### PASSAGE TO READ
========================================================================

ModusToolbox Power Conversion Middleware

The Power Conversion Middleware provides a solid solution to design power convertors easily.

Features

• Configurable by the Power Conversion Configurator (PCC)
• Synchronous Buck Converter topology support
• Voltage-control (VCM) and Peak-current control (PCCM) modes support
• Multi-instance support (up to 4 instances)
• Multi-Phase support (up to 4 phases)
• Auto-generated control loop and Custom (user-defined) control loop modes support
• Built-in 2p2z and 3p3z regulators
• Basic ramp generator
• Pre- and Post-processing user callbacks in the Auto-generated control loop mode
• Separately scheduled ADC sequencer group for the slow measurements
• Adjustable Control Loop Frequency Divider
• Selectable DMA transfers from ADC to Control Loop and from Control Loop to Modulator
• Configurable Hardware Protection

Glossary

• PCC - Power Conversion Configurator
• VCM - voltage control mode, firmware regulator directly controls the PWM pulse width value.

========================================================================

### INFORMATION SUPPLIED
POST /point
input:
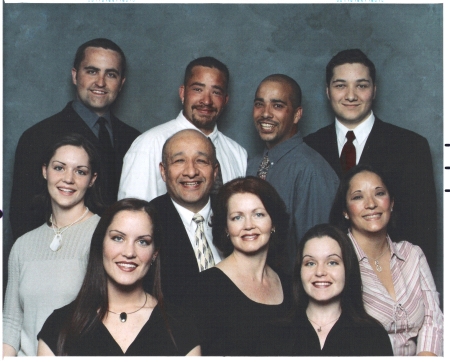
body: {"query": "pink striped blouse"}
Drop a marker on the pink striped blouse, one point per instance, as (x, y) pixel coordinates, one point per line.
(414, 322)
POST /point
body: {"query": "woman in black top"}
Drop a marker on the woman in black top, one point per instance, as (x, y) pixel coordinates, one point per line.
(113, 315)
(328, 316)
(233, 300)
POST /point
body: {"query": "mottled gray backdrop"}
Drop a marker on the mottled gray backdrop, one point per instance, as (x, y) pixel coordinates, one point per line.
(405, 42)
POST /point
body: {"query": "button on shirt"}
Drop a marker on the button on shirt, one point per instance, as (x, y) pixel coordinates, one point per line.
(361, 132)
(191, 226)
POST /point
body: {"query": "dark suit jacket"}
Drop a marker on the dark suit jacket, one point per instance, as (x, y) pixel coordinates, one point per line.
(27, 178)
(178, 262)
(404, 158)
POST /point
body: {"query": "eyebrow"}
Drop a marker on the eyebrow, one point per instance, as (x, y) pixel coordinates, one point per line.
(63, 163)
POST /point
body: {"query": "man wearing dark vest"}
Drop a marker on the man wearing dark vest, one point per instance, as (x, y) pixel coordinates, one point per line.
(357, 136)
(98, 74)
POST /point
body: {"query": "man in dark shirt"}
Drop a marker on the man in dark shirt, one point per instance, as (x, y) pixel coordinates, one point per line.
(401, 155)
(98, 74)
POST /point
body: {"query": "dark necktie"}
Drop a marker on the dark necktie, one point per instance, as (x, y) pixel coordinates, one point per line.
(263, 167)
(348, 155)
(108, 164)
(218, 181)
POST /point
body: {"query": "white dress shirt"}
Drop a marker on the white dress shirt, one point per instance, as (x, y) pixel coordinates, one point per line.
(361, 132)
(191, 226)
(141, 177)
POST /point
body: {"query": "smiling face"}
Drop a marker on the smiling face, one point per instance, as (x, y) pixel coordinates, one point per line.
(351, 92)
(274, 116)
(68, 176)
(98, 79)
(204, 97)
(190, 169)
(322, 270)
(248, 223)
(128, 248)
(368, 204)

========================================================================

### SET PROBLEM 1
According to the middleware page, up to how many phases does the Power Conversion Middleware support?
### SET PROBLEM 2
Reproduce the middleware page verbatim from "ModusToolbox Power Conversion" to "to 4 instances)".
### SET PROBLEM 3
List every abbreviation that the Features list of the middleware page introduces in parentheses, with the term each one stands for.

### WRITTEN REPLY 1
Up to 4 phases.

### WRITTEN REPLY 2
ModusToolbox Power Conversion Middleware

The Power Conversion Middleware provides a solid solution to design power convertors easily.

Features

• Configurable by the Power Conversion Configurator (PCC)
• Synchronous Buck Converter topology support
• Voltage-control (VCM) and Peak-current control (PCCM) modes support
• Multi-instance support (up to 4 instances)

### WRITTEN REPLY 3
- PCC: Power Conversion Configurator
- VCM: Voltage-control
- PCCM: Peak-current control